--- Start Passage to read ---

With the Brooklyn Circus, Ouigi Theodore and Gabe Garcia, Communication Design alumni, produce and sell stylish clothing—and a cultural manifesto.
by Jonathan Vatner
How does the Brooklyn Circus smell? Like the sweet yet manly pomegranate candle custom-blended for the shop, burning by the entrance. How does it sound? Like the tunes of Al Green, Sam Cooke, Otis Redding, Frank Sinatra, Jay-Z, Fela Kuti, and even Phil Collins, issuing from the speakers. What’s on its bookshelf? A two-volume history of the circus, published by Taschen; 100 Years of Harley-Davidson; and Freedom, a photographic history of the African-American struggle for self-determination.

--- End Passage to read ---
--- Start Material for this exercise ---

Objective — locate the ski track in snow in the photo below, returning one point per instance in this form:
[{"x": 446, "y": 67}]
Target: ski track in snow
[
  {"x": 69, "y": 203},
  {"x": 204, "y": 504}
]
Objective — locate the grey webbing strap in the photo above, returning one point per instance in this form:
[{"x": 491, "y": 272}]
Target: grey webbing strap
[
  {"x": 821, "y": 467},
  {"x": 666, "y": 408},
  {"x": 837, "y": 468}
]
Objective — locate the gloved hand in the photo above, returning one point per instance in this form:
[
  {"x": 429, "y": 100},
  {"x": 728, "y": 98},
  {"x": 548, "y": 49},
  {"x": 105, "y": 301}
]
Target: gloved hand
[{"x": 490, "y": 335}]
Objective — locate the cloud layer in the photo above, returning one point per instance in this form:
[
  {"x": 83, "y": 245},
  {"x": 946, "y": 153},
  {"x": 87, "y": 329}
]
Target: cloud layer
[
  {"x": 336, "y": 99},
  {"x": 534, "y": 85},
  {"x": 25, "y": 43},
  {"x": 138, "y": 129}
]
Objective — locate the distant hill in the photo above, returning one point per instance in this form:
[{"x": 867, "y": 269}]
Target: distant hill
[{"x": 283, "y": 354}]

--- End Material for this exercise ---

Work to do:
[a] Translate this sentence from the article on the Brooklyn Circus into Spanish: "With the Brooklyn Circus, Ouigi Theodore and Gabe Garcia, Communication Design alumni, produce and sell stylish clothing—and a cultural manifesto."
[b] In the records, copy out the stretch from the line containing "Objective — locate the distant" through the end of the records.
The text and the records are unrelated to each other.

Results in order:
[a] Con Brooklyn Circus, Ouigi Theodore y Gabe Garcia, exalumnos de Diseño de Comunicación, producen y venden ropa con estilo, y también un manifiesto cultural.

[b]
Objective — locate the distant hill in the photo above, returning one point per instance in this form:
[{"x": 867, "y": 269}]
Target: distant hill
[{"x": 283, "y": 354}]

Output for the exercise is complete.